■ **Requirements**:
Rewrite all the rows below as a JSON list of strings, one string per line, skipping any blank lines.

■ **Records shown**:
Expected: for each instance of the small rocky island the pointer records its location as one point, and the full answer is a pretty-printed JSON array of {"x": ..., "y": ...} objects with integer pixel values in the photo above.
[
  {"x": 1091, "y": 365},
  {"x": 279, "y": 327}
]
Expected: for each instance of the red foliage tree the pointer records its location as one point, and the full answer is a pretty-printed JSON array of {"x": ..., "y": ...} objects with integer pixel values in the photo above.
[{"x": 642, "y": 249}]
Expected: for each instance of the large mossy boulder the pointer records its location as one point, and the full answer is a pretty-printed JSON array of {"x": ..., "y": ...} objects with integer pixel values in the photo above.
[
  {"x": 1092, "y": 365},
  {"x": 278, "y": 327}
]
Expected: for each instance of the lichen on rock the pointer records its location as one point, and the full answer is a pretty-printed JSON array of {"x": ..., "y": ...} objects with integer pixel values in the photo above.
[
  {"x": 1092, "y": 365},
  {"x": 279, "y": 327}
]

■ **Exercise result**:
[
  "Expected: for each instance of the small rocky island the pointer records its location as one point, and the full answer is a pretty-printed JSON array of {\"x\": ..., \"y\": ...} objects with integer pixel values in the photo above.",
  "[",
  "  {\"x\": 1091, \"y\": 365},",
  "  {\"x\": 279, \"y\": 327}",
  "]",
  "Expected: for each instance of the red foliage tree the pointer records its location as one point, and the full answer is a pretty-printed JSON array of {\"x\": ..., \"y\": ...} objects with integer pixel values in the photo above.",
  "[{\"x\": 642, \"y\": 249}]",
  "Expected: for each instance of the large mossy boulder the pointer records its location as one point, and the full answer is a pretty-printed JSON array of {\"x\": ..., \"y\": ...} objects with integer pixel values in the photo above.",
  "[",
  "  {\"x\": 1092, \"y\": 365},",
  "  {\"x\": 278, \"y\": 327}",
  "]",
  "Expected: for each instance of the lichen on rock the pointer records its location as one point, and the full answer is a pretty-printed JSON array of {\"x\": ..., \"y\": ...} objects with integer pixel values in the photo above.",
  "[",
  "  {\"x\": 1092, \"y\": 365},",
  "  {\"x\": 279, \"y\": 327}",
  "]"
]